(Dataset items)
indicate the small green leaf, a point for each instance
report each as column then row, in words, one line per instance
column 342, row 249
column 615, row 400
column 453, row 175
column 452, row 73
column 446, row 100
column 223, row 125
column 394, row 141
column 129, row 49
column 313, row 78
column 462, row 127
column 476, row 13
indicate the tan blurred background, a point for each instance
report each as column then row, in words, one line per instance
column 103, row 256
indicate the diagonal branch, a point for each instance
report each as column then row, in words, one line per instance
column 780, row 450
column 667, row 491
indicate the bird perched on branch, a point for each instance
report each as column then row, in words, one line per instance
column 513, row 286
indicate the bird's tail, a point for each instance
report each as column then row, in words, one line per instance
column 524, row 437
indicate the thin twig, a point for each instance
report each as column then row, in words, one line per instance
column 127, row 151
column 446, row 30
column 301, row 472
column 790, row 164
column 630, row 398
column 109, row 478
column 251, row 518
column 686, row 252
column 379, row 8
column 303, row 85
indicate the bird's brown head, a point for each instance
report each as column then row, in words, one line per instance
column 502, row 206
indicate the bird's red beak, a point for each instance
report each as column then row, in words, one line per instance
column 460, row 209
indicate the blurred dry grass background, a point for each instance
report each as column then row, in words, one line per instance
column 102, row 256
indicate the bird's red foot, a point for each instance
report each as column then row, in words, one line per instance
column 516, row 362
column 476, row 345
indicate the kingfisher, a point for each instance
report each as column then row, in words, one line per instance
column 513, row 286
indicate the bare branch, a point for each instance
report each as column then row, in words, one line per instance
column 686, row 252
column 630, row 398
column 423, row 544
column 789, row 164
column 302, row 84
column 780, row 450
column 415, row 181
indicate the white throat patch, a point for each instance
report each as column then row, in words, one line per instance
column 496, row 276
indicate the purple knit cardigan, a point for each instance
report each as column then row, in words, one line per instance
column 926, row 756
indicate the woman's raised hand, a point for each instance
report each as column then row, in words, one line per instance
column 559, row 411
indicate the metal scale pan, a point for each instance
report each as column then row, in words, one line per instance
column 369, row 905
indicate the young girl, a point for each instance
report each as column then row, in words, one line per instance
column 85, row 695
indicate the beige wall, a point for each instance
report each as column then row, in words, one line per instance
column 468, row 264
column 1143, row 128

Task to carry out -> Within this data, count the lines that include the string "background" and write the number with nothing else.

Output for this task -> 2